Task goal
According to the article on toning shoes, how much did Americans spend on these sneakers last year?

Document excerpt
=-=-=
Strap on a pair of weird-looking shoes and forget the gym, but get in shape anyway! That promise, along with those firm butts in the ads for toning shoes, is working: Americans spent more than $1 billion last year on the specialty sneakers. But here’s a shocker: People have logged more complaints in the new Consumer Product Safety Commission database (saferproducts.gov) for those shoes than for any other product so fat. Problems include foot, leg, and hip pain, and more serious reports of broken bones and surgery.
What’s the deal with all of the injuries? The shoes with rocker-style bottoms are designed to force your muscles to work harder while you’re walking by causing instability. But that instability can be dangerous.
A patient recently cancelled her vacation because she broke a bone in her foot after just 45 minutes of wring her new shoes. When doctor checked out a pair of rocker-style toning shoes, she said it was like walking on a flimsy suspension bridge. “I definitely don’t’ recommend toning shoes for anyone with balance issues or nerve damage in their feet”, doctor says.
Skechers has this advice: “Because Shape-ups operate on the principle of an unstable platform, users are advised to stand up straight, keep their weight centered, place their feet parallel and hip-distance apart, and walk at a comfortable pace, being sure to plant each heel firmly and roll forward onto the toes”. Did you get all that? There are similar instructions in a 15-page owner’s manual that comes with the sneakers.
As the saying goes, “no pain, no gain”, but in this case, we’re not sure any potential pain is worth it. The jury is still out on toning shoes’ benfits.
=-=-=
Data
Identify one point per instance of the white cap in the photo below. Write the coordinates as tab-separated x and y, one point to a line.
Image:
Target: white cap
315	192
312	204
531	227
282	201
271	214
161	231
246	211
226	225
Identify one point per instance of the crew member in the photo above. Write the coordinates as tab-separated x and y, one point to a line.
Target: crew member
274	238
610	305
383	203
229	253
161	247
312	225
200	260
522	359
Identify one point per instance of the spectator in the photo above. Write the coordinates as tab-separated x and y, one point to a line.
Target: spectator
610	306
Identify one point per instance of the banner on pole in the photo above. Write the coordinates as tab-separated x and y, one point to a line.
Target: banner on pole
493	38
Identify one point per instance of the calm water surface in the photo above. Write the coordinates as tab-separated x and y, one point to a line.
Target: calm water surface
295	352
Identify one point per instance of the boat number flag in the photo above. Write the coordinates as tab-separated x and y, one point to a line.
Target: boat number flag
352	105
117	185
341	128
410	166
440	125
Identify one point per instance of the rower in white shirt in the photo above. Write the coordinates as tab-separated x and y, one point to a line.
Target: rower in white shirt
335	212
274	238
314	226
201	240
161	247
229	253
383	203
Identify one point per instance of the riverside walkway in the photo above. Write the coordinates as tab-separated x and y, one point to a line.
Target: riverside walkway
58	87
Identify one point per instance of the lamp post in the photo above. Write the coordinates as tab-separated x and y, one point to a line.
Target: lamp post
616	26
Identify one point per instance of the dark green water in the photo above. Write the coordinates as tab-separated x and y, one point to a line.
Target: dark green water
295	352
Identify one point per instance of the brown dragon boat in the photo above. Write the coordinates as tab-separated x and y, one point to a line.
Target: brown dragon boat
=-=-=
Response box
More than $1 billion.